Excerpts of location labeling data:
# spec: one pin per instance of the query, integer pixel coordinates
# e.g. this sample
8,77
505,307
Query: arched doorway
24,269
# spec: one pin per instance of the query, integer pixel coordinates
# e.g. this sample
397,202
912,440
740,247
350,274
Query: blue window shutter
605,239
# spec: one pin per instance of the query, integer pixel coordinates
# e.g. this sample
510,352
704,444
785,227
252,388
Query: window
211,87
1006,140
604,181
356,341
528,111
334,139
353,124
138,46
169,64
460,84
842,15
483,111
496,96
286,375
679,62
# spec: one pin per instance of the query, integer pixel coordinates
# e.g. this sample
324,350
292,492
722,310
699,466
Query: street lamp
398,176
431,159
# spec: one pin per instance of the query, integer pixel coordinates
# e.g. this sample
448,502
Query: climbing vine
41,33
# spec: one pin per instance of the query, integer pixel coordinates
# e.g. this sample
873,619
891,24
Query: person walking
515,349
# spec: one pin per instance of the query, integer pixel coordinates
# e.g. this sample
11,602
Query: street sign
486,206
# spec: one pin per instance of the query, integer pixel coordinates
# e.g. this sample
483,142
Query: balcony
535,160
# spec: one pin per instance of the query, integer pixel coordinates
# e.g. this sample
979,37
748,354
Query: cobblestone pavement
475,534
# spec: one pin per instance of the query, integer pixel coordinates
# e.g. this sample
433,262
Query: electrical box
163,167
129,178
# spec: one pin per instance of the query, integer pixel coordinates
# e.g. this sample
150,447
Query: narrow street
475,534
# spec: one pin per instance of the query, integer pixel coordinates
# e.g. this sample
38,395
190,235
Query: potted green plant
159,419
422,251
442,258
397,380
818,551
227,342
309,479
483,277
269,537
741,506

### EXERCISE REQUIREMENTS
Repeat all the records. Match each line exactly.

### OUTPUT OF THE TASK
# spec: one pin per instance of the query, integer pixel coordinates
# e.g. this sample
8,77
505,307
Query: arched doorway
24,269
# spec: one pin per instance of the query, integer pixel coordinates
# e.g. this sample
397,202
912,440
740,247
350,274
Query: blue window shutter
605,239
# spec: one pin per instance of the query, integer pixel coordinates
# e.g. this sample
510,352
704,444
785,227
252,388
Query: window
211,87
1006,140
604,181
356,341
528,111
334,139
353,124
138,46
169,64
460,84
842,15
483,111
496,96
286,375
679,62
# spec: one pin per instance of the query, integer pixel coordinates
# e.g. this sample
324,350
292,492
722,310
699,466
Query: street lamp
398,176
431,159
# spec: one pin per instance of the query, integer pixel coordinates
# e.g. this sample
448,502
Query: climbing vine
41,33
# spec: one pin per instance of the query, integer pixel coordinates
# e.g. this sample
873,619
891,24
Query: person walking
515,349
# spec: one pin per instance of the query, integer pixel coordinates
# e.g. this sample
11,602
Query: street sign
486,206
# spec: one pin per instance of the query, integer pixel coordinates
# e.g. this sample
483,142
Query: balcony
535,160
# spec: one pin per instance of the query, integer pixel coordinates
# e.g. this sample
979,37
748,354
Query: cobblestone pavement
475,534
# spec: one pin per instance of the query, integer pixel coordinates
# e.g. this sample
433,262
Query: electrical box
163,167
129,178
# spec: one pin per instance of the query, integer pixel coordinates
# e.g. this sample
150,447
Query: narrow street
475,534
# spec: one pin per instance of the query, integer pixel coordinates
# e.g. this sample
38,395
190,235
Query: potted green plant
159,419
422,251
442,258
397,380
818,551
227,342
309,479
483,277
269,537
741,506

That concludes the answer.